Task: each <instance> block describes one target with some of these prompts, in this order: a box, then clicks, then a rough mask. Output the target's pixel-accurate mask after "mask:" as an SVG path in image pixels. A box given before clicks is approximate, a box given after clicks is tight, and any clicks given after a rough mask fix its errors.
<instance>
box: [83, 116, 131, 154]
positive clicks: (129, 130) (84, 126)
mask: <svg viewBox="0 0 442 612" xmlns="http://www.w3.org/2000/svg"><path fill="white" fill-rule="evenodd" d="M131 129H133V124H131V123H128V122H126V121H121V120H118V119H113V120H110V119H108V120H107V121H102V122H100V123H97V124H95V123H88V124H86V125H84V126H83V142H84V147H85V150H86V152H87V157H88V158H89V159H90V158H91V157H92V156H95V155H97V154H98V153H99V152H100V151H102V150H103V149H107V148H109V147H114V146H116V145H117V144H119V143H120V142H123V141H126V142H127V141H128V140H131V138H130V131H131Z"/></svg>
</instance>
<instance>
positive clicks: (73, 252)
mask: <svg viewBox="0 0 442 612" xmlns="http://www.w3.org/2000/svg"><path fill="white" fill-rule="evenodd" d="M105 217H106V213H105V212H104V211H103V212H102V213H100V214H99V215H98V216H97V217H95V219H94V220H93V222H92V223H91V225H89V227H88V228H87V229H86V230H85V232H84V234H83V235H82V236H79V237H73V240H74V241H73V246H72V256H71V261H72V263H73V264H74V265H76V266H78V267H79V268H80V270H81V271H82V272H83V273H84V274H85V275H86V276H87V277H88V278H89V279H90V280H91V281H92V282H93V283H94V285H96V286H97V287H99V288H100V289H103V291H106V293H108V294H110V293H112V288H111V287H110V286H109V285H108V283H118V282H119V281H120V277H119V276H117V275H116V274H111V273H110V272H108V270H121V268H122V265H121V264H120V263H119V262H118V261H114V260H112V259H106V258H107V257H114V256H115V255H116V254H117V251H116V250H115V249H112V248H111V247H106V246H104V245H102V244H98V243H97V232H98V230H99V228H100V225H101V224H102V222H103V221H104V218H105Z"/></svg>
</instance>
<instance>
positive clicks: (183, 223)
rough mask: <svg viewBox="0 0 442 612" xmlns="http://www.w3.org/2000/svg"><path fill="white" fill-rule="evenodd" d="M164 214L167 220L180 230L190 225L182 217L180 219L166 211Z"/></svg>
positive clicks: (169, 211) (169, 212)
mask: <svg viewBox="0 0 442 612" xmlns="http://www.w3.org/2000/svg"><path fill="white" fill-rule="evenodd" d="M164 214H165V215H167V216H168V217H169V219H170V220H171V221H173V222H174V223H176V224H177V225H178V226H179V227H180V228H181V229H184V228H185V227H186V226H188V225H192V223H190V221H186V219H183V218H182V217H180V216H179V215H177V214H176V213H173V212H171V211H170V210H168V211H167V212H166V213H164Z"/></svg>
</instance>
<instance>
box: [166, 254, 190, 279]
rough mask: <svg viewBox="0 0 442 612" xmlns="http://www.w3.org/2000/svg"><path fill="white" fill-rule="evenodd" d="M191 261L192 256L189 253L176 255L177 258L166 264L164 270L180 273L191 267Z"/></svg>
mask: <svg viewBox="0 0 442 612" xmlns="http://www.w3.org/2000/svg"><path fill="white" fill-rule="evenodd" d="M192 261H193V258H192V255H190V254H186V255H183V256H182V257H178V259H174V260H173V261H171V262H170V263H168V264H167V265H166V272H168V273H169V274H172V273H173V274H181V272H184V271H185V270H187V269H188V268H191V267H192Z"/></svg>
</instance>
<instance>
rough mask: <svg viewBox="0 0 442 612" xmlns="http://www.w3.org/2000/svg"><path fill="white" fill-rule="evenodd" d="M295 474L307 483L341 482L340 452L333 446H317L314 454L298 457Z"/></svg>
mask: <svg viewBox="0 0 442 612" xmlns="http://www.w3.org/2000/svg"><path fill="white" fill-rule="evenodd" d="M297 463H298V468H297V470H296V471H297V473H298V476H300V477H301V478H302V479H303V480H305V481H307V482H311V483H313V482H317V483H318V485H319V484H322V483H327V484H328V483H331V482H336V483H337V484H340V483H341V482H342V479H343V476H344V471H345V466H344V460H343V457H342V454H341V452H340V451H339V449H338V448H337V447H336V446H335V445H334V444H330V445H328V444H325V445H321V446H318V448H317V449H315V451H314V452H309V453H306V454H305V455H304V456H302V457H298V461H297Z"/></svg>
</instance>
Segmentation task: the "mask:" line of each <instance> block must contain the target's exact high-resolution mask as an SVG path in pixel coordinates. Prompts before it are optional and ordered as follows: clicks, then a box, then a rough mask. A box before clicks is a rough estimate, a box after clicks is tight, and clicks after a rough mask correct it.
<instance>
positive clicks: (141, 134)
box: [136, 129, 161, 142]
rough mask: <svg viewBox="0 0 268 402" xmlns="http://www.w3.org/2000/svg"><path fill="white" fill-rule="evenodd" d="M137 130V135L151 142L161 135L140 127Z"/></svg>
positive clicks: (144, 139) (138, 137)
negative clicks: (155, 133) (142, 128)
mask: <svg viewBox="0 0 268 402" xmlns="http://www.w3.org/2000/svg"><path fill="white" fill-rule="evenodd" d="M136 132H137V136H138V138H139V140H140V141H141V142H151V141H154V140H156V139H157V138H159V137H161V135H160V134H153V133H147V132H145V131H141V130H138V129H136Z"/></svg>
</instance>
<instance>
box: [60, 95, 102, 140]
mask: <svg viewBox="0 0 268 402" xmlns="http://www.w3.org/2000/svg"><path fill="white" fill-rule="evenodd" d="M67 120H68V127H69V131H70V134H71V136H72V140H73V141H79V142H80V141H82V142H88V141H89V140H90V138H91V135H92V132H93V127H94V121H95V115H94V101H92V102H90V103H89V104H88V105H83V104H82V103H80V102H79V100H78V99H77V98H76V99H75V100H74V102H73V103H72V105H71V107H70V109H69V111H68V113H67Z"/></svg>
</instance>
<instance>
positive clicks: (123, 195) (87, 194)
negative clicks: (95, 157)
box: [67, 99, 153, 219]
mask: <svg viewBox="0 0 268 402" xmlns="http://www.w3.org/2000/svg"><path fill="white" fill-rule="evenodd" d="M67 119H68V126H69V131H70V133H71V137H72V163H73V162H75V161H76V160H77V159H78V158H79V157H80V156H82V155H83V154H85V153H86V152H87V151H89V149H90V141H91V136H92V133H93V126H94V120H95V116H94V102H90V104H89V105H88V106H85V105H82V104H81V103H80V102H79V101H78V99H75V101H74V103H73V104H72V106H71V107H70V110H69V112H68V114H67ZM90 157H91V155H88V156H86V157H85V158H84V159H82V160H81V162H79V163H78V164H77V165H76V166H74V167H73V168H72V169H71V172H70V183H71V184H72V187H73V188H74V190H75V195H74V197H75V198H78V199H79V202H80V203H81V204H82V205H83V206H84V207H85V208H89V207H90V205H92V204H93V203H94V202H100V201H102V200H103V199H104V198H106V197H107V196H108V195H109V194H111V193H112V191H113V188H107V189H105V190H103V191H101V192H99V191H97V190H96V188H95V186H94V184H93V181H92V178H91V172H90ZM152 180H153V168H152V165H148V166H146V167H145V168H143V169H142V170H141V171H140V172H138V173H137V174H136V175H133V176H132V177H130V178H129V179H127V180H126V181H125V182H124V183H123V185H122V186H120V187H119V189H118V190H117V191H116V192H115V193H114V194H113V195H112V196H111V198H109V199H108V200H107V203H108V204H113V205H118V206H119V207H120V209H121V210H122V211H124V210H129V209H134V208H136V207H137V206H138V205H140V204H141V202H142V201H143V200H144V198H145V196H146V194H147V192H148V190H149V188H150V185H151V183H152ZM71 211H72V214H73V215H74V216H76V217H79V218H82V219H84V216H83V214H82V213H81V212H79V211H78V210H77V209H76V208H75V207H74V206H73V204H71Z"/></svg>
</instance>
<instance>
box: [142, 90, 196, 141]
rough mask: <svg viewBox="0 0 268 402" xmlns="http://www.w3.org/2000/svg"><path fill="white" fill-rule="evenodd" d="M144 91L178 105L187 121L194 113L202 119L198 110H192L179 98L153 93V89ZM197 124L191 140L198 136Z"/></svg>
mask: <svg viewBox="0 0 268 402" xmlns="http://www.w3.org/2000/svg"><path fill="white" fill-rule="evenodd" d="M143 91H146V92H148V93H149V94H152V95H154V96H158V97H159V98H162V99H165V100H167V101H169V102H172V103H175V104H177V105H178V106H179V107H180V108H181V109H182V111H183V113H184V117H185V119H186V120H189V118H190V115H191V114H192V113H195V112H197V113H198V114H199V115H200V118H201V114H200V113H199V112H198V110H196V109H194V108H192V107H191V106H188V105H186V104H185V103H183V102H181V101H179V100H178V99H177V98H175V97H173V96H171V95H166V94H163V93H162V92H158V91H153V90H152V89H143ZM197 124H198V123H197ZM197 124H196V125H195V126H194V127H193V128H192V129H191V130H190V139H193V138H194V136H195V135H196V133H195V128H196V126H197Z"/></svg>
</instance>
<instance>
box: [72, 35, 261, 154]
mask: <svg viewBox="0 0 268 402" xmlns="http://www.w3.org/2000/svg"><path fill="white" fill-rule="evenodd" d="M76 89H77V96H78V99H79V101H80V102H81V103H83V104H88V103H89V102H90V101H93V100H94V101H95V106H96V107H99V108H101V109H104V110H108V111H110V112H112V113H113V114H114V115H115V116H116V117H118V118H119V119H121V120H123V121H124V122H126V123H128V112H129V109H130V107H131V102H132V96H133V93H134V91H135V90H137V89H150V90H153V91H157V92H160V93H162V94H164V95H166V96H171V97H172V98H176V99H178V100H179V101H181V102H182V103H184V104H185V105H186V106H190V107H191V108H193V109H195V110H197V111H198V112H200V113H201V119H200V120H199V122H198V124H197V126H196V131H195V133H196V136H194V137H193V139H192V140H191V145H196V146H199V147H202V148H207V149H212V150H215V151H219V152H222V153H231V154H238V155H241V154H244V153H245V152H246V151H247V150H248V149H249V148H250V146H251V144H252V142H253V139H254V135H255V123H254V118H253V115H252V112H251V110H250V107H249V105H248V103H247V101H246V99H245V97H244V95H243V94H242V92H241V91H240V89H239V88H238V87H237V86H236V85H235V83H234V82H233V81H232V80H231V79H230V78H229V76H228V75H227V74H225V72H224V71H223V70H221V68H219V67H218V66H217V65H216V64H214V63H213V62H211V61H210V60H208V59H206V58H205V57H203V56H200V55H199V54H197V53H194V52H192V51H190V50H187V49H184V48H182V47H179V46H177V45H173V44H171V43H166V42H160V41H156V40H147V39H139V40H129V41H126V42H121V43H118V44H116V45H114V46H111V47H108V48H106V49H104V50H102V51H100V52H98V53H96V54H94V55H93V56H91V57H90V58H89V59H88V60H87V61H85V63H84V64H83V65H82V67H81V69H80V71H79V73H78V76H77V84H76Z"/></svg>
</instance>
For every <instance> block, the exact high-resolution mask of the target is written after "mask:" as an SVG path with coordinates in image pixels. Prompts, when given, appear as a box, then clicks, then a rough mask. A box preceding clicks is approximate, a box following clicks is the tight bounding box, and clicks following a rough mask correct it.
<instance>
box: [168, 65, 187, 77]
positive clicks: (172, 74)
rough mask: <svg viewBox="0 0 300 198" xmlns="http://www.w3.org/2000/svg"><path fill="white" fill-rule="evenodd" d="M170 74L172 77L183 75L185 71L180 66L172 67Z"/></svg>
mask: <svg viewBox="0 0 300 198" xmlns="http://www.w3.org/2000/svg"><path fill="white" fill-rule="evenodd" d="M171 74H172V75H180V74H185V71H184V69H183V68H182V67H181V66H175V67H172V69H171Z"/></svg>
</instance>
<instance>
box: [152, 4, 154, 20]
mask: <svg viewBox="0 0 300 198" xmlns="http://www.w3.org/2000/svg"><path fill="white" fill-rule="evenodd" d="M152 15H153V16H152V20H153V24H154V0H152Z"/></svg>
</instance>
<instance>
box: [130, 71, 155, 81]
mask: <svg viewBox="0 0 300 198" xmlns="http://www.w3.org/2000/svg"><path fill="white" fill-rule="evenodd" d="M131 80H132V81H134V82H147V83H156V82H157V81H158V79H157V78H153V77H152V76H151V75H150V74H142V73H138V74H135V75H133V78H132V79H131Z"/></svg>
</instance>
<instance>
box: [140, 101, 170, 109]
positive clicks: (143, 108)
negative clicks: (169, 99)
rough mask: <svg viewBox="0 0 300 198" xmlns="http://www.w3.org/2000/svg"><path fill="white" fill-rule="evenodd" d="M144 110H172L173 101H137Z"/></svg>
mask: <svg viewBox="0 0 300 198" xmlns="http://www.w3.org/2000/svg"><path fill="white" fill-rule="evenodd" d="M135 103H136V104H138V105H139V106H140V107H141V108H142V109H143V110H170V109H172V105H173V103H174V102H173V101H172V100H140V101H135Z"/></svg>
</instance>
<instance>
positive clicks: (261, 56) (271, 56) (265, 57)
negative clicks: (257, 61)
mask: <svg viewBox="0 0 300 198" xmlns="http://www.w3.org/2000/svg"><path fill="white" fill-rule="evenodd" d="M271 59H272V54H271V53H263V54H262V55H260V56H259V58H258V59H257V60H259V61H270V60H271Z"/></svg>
-.-.-
#### What you are asked to do:
Nothing should be returned except the lines from the first line of the data above through the line with "box: [83, 116, 131, 154]", each one exact.

#### Solution to this task:
Task: each <instance> block describes one target with some of these prompts, in this order: a box, then clicks, then a rough mask. Output the target's pixel-accurate mask after "mask:" as an SVG path in image pixels. A box given before clicks is approximate, a box given after clicks is tight, and any clicks given after a rough mask fix its errors.
<instance>
box: [83, 116, 131, 154]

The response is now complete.